DOCUMENT TEXT:
There have been far too many rather monumental happenings in politics as of late – both domestically and internationally – to successfully ignore it. I happen to be a closet aspiring congresswoman (not really, but sort of), so I rather enjoy keeping up on it all, but what I don’t enjoy is the division it causes – not only among strangers across the country, but among friends. It’s times like these, when our government stands at such odds within itself that it literally has to shut down (well, partially), that political conversations are sort of hard to avoid.
I was visiting Boston the day the government “shut down”. I knew it was coming, as much as I didn’t want it to, but I was on vacation and blissfully tried to ignore it and enjoy my trip. And then the national parks shut down and some of my most anticipated adventures got cancelled. Thankfully there are endless state-run sites in Boston that were still open, so there wasn’t a minute wasted, but the shut down stirred the pot, once again, among people who I love and respect, pitting them against each other. Putting me in a category marked “Enemy” by some of them.
It has always bothered me how kindness and respect and tolerance and love so quickly fly out the proverbial window when it comes to political discord. Things all of a sudden become so conspiratorial, sensationalized and sinister. We get lumped into the generalized categories that stereotype our political leanings and we get accused of things we never said, did, or meant.

DATA:
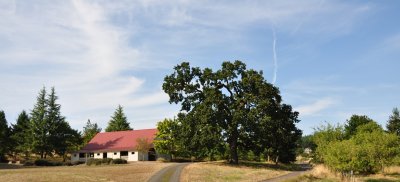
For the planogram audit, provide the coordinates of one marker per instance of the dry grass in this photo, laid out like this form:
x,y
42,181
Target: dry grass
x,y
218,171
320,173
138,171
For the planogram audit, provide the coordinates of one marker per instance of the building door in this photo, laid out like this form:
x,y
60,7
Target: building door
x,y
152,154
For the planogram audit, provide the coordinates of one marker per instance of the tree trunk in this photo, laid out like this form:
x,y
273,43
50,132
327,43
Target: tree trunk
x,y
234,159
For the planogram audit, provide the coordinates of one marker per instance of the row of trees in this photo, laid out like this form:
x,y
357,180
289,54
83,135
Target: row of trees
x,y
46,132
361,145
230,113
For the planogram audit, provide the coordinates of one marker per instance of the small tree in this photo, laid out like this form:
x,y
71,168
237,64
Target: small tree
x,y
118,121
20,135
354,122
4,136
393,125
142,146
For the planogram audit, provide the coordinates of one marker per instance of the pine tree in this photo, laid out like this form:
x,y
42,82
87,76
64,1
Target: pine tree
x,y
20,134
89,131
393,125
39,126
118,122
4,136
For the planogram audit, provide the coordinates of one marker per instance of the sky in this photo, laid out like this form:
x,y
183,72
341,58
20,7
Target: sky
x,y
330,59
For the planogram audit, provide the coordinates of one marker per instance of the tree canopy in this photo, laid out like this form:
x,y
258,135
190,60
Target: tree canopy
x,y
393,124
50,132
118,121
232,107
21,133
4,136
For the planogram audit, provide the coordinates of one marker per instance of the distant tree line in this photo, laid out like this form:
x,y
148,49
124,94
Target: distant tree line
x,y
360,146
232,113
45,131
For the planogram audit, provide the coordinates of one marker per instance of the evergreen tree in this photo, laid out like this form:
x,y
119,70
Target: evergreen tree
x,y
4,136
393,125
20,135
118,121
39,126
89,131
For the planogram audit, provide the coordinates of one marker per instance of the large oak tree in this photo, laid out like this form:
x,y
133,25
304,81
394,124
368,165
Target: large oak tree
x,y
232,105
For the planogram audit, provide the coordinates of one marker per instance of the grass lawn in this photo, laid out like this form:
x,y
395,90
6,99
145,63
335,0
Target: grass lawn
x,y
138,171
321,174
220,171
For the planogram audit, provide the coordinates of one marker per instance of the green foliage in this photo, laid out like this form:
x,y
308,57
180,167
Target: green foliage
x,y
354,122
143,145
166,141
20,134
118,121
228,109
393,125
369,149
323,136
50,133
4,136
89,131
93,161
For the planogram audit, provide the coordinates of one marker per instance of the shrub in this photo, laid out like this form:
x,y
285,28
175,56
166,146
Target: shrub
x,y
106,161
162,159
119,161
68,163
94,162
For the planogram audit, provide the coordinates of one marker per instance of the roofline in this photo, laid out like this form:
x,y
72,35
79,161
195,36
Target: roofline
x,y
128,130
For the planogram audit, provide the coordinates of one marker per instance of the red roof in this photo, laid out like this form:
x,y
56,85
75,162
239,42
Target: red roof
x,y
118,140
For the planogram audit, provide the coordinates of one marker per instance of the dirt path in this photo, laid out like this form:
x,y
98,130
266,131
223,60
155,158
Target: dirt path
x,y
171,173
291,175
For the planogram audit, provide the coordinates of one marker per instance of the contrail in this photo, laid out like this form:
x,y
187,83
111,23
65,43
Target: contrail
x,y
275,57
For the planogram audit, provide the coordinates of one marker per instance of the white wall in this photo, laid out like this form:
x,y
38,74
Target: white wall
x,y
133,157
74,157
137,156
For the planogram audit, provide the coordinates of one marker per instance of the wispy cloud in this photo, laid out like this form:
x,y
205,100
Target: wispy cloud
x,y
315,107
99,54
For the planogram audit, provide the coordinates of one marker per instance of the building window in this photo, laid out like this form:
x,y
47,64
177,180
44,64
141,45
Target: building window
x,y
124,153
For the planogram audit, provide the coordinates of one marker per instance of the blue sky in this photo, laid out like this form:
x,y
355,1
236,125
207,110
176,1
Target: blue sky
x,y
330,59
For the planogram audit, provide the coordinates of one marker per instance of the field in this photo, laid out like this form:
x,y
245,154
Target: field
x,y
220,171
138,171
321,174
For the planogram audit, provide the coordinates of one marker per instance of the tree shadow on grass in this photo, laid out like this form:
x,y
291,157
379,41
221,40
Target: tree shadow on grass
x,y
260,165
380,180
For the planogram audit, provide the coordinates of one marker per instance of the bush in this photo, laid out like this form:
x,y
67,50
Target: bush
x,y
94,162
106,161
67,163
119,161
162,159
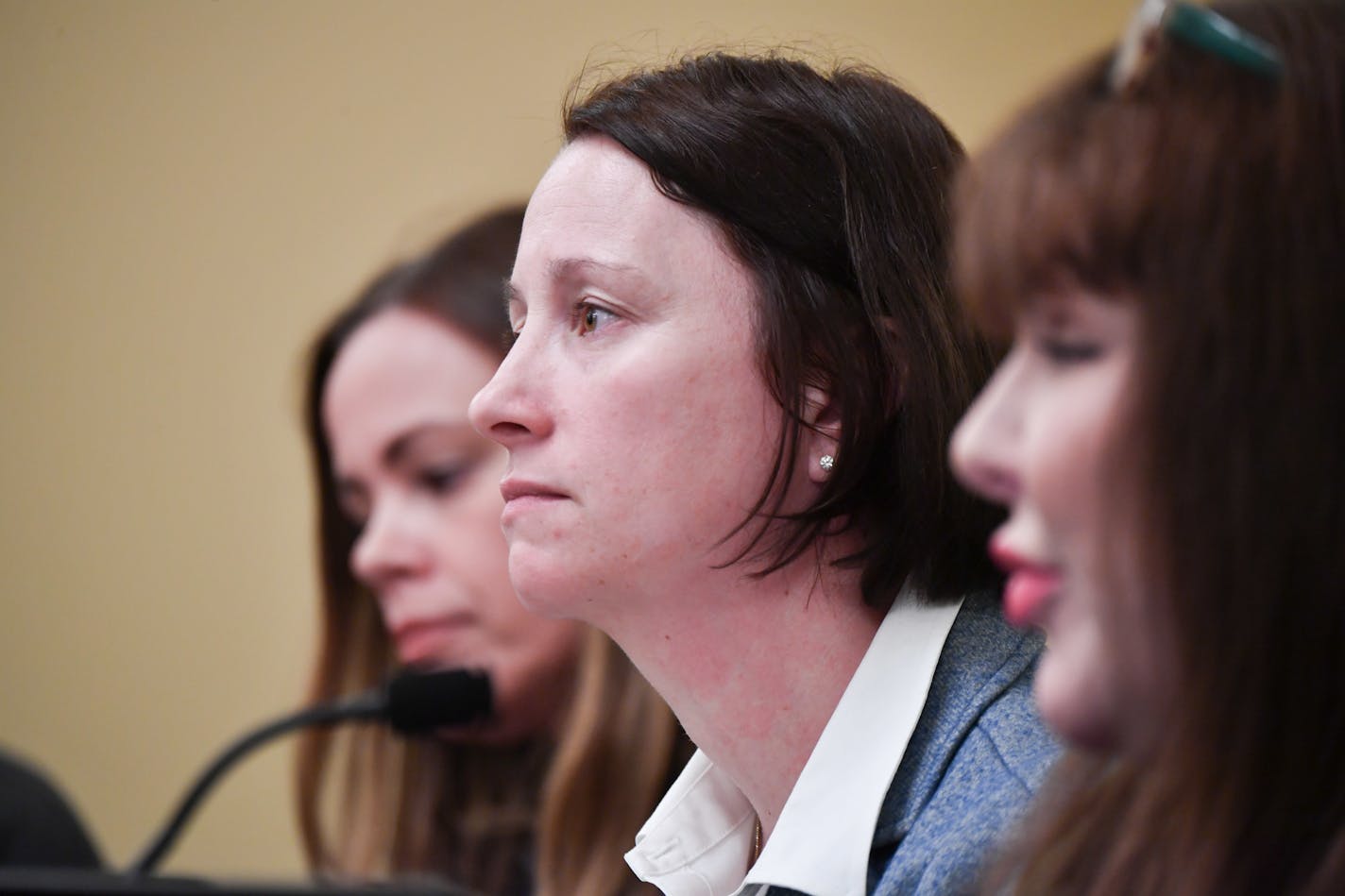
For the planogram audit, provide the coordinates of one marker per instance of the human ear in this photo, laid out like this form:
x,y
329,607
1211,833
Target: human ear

WHAT YOU ARE ASKED TO DO: In the text on political division, which city was the writer visiting on the day the government shut down?

WRITTEN REPLY: Boston